→ Verilen görev 1:
Stanislavski hakkındaki metne göre tiyatro topluluğunun başarılı aktristi olan eşinin adı nedir?

→ Metin bölümü:
________________

Kostantin Sergeyeviç Stanislavski (Aleksiyev) yılda sadece birkaç temsil vermek için ünlü Moskova Sanat Topluluğu’nu kuran zengindir. Büyük tiyatro adamının hayatı Çehov’u yorumlamakla anlam kazanmıştır denebilir. Eşi Olga Knipper de bu tiyatro topluluğunun başarılı aktristiydi.
Rusya 1800’lerin sonundan itibaren sanat öncüsü oldu
Doğrusu Çehov’un dönemi büyük tiyatro adamlarının ve sanat koruyucularının zamanıydı. Aynen Stanislavski gibi tiyatroyu koruyan ve topladığı koleksiyonlarla bugün bir tiyatro müzesine adını veren Bahçurin veya Fransız empresyonistlerinin dahi yaşamasını sağlayan ünlü sanat koleksiyonerleri Sçukin ve Morozov gibileri hep bu çevrenin adamlarıydı.

________________

Veri kayıtları:

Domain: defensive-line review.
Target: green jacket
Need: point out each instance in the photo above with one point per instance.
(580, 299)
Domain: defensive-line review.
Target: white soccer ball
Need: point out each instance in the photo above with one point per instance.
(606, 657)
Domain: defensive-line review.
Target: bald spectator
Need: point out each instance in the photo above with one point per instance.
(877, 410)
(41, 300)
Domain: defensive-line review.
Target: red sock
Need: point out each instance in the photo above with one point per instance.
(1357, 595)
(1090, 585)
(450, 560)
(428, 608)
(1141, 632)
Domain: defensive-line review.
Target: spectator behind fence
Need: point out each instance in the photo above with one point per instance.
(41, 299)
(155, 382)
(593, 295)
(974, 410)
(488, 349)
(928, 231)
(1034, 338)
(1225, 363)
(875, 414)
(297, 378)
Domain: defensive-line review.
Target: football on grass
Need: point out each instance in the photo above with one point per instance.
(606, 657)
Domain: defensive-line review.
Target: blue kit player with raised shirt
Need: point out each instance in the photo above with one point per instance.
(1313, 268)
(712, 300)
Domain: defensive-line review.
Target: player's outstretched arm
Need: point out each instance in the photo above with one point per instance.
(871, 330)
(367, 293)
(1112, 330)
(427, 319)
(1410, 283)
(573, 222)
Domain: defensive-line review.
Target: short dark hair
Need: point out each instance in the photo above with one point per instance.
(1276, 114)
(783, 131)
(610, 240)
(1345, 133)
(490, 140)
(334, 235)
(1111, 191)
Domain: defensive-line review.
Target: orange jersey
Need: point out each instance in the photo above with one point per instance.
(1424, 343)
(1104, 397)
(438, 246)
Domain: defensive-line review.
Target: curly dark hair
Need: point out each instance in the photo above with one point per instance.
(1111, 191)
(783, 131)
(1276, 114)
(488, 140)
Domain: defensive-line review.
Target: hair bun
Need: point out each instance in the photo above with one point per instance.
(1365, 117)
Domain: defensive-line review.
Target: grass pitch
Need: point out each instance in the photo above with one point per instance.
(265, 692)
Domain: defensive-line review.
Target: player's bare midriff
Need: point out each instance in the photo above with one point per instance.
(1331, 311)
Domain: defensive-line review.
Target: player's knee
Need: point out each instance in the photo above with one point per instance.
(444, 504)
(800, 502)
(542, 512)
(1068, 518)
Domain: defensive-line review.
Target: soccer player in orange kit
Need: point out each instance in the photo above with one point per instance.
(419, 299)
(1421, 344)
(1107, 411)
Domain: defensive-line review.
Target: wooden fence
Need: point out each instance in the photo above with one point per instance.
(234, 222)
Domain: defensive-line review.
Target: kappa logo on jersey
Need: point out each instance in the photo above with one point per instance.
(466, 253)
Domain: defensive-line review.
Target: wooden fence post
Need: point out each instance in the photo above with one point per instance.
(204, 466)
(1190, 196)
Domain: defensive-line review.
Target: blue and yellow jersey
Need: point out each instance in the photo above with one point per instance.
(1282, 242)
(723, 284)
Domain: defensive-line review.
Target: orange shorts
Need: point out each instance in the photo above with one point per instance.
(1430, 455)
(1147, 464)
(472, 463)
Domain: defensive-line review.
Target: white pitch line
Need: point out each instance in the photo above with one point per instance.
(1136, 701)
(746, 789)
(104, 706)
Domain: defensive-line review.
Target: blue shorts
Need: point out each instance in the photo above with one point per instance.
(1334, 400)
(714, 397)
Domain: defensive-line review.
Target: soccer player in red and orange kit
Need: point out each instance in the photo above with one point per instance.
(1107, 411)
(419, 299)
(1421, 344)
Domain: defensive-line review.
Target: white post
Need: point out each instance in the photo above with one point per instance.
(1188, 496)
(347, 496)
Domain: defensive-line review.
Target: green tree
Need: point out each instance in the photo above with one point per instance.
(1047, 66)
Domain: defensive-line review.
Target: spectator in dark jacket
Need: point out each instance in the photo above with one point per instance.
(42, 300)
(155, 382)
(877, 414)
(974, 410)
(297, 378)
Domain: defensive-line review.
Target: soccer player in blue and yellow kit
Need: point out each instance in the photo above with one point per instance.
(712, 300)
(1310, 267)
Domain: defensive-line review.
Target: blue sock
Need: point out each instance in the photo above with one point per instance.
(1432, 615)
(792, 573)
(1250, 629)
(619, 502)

________________

→ Verilen görev 2:
Kayıtlarda "wooden" kelimesinin geçtiği bütün satırları belirleyin ve her birini kopyalayın.

→ Doğru cevap 1:
Olga Knipper.

→ Doğru cevap 2:
Target: wooden fence
Target: wooden fence post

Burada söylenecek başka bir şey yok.